* _PROBLEM REQUIREMENTS_: Copy the data below verbatim, leaving no line out.

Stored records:
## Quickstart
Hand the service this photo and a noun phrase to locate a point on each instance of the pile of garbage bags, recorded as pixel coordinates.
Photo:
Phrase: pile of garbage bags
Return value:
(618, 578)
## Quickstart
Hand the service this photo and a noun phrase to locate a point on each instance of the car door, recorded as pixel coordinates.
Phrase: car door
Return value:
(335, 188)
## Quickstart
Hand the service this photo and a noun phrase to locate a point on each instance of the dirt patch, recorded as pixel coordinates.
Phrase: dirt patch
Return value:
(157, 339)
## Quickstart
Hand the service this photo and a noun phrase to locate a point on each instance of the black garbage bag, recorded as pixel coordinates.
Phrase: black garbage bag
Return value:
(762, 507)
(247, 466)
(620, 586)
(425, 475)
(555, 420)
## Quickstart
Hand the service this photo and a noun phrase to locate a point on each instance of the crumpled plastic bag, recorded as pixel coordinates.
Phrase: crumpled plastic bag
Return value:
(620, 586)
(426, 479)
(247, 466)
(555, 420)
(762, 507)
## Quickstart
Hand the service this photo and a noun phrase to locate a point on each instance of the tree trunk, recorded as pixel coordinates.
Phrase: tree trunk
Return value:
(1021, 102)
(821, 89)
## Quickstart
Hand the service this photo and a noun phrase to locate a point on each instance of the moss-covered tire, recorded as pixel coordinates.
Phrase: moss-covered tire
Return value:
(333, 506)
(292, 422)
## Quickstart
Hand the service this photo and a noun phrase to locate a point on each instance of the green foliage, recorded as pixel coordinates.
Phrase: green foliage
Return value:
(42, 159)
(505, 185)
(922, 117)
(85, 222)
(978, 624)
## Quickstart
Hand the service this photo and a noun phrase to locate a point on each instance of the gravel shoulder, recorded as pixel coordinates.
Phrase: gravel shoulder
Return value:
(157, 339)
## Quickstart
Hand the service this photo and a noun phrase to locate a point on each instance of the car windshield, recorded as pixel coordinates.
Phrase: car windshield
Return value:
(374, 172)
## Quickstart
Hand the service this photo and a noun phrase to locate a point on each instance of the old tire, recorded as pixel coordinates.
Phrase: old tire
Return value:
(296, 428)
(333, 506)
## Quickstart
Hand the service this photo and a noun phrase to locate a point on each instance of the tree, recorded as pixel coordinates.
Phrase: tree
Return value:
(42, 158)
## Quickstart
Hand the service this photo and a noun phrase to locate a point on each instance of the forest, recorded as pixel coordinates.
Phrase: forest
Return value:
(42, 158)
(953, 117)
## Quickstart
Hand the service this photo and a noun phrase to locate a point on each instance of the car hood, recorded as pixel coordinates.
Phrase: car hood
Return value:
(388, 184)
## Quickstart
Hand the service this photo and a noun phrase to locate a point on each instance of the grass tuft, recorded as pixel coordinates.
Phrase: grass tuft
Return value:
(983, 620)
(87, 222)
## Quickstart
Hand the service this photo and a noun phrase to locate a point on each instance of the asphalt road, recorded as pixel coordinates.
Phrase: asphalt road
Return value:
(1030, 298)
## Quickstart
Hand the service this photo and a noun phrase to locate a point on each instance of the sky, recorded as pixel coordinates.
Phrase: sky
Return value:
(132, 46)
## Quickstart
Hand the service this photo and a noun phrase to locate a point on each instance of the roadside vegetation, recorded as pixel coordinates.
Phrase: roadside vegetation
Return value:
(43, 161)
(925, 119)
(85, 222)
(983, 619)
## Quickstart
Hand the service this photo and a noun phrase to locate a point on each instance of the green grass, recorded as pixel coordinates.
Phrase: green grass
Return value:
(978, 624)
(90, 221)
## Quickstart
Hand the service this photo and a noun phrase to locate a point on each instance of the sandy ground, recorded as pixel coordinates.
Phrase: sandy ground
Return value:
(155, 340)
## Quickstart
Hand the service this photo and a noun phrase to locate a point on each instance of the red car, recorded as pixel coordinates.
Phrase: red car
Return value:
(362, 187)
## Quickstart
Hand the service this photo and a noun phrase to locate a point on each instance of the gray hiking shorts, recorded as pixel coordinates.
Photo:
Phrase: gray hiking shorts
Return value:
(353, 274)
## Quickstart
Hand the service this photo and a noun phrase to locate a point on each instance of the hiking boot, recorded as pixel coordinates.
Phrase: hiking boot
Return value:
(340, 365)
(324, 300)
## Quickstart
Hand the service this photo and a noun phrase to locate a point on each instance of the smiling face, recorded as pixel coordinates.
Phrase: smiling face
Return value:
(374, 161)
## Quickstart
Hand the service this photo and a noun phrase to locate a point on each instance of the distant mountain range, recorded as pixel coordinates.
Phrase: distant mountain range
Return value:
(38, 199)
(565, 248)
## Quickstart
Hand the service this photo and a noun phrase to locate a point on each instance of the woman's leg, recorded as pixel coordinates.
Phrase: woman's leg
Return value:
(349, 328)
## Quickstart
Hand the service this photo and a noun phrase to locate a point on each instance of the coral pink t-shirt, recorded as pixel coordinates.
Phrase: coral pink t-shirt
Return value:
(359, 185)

* _ANSWER FOR THE TASK_:
## Quickstart
Hand the service this photo and a noun phrase to locate a point on each instance of the pile of garbage bags, recorded as pixel coordinates.
Photo:
Phrase: pile of garbage bags
Return value:
(618, 578)
## Quickstart
Hand the service this photo and a noun phrase to locate a point on each instance of the car door, recorded as pixel coordinates.
Phrase: car door
Return value:
(335, 188)
## Quickstart
Hand the service this photo and a noun phrase to locate a point on each instance of the dirt patch, recorded as pixel coordinates.
Phrase: dirt patch
Return value:
(157, 339)
## Quickstart
Hand the service this photo and a noun phrase to locate a point on each instance of the black garbage bag, recorded as pixel coordinates.
Phrase: black garbage bag
Return value:
(762, 507)
(247, 466)
(620, 586)
(425, 475)
(555, 420)
## Quickstart
Hand the service this photo and a noun phrase to locate a point on each instance of the crumpled plastic bag, recorded as pixel coordinates.
Phrase: crumpled plastic bag
Return value:
(620, 586)
(426, 479)
(247, 466)
(555, 420)
(762, 507)
## Quickstart
Hand the service this photo and a noun phrase to locate a point on each instance of the tree trunk, recorded as pixel coordinates.
Phrase: tree trunk
Return value:
(1021, 102)
(821, 89)
## Quickstart
Hand the service this photo and a noun phrase to locate a point on each instance of the moss-covered tire, recorded as pixel coordinates.
Phrase: moss-covered tire
Return value:
(333, 506)
(292, 422)
## Quickstart
Hand the service this photo and a noun phrase to locate a point on each instance of the green foliage, recorded as pixel coordinates.
Phrase: green foliage
Return value:
(42, 159)
(505, 185)
(922, 117)
(85, 222)
(978, 624)
## Quickstart
Hand the service this photo and a noun phrase to locate a point on each instance of the gravel shoulder, recorded as pixel coordinates.
Phrase: gravel shoulder
Return value:
(157, 339)
## Quickstart
Hand the service this photo and a noun phrase to locate a point on each instance of the car windshield, recorded as pixel coordinates.
Phrase: car windshield
Return value:
(374, 172)
## Quickstart
Hand the service this photo and a noun phrase to locate a point on each instance of the old tire, recorded as pixel coordinates.
Phrase: old tire
Return value:
(296, 428)
(333, 506)
## Quickstart
Hand the service this photo and a noun phrase to locate a point on each instance of the tree, recorded as pixel coordinates.
Phrase: tree
Return value:
(42, 158)
## Quickstart
Hand the service this photo and a noun phrase to locate a point on each instance of the forest, recorded as pixel coordinates.
Phrase: forest
Return value:
(42, 158)
(953, 117)
## Quickstart
Hand the service this photo and a noun phrase to locate a point on each instance of the car hood, recorded as pixel coordinates.
Phrase: car hood
Return value:
(388, 184)
## Quickstart
Hand the service this photo and a noun phrase to locate a point on each instance of the grass tuft, recorded as pixel coordinates.
Phrase: grass tuft
Return value:
(983, 620)
(87, 222)
## Quickstart
Hand the service this photo and a noun phrase to locate a point on each instance of the asphalt road, recorded as pixel coordinates.
Phrase: asphalt road
Return value:
(1030, 298)
## Quickstart
Hand the service this photo and a noun phrase to locate a point on each instance of the sky, recorded as pixel coordinates.
Phrase: sky
Return value:
(132, 46)
## Quickstart
Hand the service this photo and a noun phrase to locate a point on each instance of the roadside vegetation, recorded as pixel coordinates.
Phrase: roadside vegetation
Return value:
(43, 161)
(925, 119)
(85, 222)
(983, 619)
## Quickstart
Hand the service this photo and a noun phrase to locate a point on each instance of the green grass, recorded as pixel coordinates.
Phrase: green grass
Return value:
(978, 624)
(90, 221)
## Quickstart
Hand the service this photo and a noun phrase to locate a point on each instance of the sandy ground, recorded as pixel coordinates.
Phrase: sandy ground
Return value:
(155, 340)
## Quickstart
Hand the service this photo and a noun phrase to locate a point on each instance of the red car, recorded as pixel coordinates.
Phrase: red car
Return value:
(362, 187)
## Quickstart
Hand the service this photo and a noun phrase to locate a point on each instance of the gray hiking shorts, recorded as pixel coordinates.
Photo:
Phrase: gray hiking shorts
Return value:
(353, 274)
## Quickstart
Hand the service this photo and a noun phrase to locate a point on each instance of the hiking boot, recorded as pixel coordinates.
Phrase: hiking boot
Return value:
(340, 365)
(324, 300)
## Quickstart
Hand the service this photo and a noun phrase to locate a point on each instance of the smiling face, recorded as pixel coordinates.
Phrase: smiling face
Return value:
(374, 161)
## Quickstart
Hand the service this photo and a noun phrase to locate a point on each instance of the distant mountain range, recorded as pixel coordinates.
Phrase: distant mountain range
Return value:
(38, 199)
(565, 248)
## Quickstart
Hand the service this photo and a noun phrase to locate a point on each instance of the woman's leg, recorded as pixel coordinates.
Phrase: woman's leg
Return value:
(349, 328)
## Quickstart
Hand the service this photo and a noun phrase to locate a point on each instance of the coral pink t-shirt, recorded as pixel coordinates.
Phrase: coral pink t-shirt
Return value:
(359, 185)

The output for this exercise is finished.